List each line of the source data below that contains the string "vest", reproducing every such line in full.

● **Source data**
● ● ●

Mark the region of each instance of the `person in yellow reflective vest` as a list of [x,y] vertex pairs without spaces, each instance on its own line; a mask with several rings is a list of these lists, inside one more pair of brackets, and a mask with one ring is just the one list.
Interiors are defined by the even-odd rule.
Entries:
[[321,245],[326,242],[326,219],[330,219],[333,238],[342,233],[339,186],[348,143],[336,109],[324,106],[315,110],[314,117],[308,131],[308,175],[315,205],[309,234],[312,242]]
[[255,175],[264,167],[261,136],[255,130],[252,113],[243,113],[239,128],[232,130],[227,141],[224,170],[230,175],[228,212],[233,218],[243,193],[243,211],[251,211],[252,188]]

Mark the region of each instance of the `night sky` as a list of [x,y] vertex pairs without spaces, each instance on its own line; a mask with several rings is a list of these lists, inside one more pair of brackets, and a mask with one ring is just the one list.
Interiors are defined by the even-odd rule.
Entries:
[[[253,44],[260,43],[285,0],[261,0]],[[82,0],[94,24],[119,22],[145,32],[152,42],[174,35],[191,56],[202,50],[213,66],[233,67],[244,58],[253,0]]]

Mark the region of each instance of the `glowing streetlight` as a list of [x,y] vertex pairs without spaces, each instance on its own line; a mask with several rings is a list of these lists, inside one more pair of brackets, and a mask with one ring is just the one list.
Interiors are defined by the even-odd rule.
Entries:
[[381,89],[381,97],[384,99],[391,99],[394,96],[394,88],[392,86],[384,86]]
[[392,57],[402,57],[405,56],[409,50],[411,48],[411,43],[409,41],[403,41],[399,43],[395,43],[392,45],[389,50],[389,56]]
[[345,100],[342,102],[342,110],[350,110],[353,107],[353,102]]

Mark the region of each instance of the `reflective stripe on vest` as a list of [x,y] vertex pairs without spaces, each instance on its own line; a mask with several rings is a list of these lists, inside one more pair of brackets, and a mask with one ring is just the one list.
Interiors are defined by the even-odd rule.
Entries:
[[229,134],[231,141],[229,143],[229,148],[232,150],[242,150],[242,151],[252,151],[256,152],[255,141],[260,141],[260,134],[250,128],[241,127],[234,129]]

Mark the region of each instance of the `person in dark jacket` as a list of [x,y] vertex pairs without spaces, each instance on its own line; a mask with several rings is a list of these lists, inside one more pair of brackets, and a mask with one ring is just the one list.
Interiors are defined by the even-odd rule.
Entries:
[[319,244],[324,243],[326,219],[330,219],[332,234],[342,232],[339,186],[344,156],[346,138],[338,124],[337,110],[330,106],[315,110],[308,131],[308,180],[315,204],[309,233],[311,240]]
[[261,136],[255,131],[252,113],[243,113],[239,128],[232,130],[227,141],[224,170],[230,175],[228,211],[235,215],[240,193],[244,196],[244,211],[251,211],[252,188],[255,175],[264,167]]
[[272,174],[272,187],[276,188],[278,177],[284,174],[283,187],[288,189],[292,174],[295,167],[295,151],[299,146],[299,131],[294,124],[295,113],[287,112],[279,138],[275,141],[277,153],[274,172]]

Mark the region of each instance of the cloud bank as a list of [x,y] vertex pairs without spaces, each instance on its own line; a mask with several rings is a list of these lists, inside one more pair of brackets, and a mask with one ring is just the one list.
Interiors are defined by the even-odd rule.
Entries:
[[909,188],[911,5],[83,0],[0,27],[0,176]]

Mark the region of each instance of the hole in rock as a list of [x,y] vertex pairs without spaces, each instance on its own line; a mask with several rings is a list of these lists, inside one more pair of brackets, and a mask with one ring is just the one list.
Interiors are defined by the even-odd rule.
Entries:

● ● ●

● **Problem solution**
Mark the region of each instance of the `person in yellow reflective vest` as a list of [x,y] vertex pairs without spaces, each instance on its own line; a mask with several rings is a list of these lists, inside one more pair of brackets, and a mask with one ring is just the one list.
Mark the region of each instance of the `reflective stripe on vest` as a list of [x,y] vertex pairs without spaces, each instance on its own line; a mask with several rings is a list of these lists, inside one more pair of brackets, and a mask with one ring is just the one list.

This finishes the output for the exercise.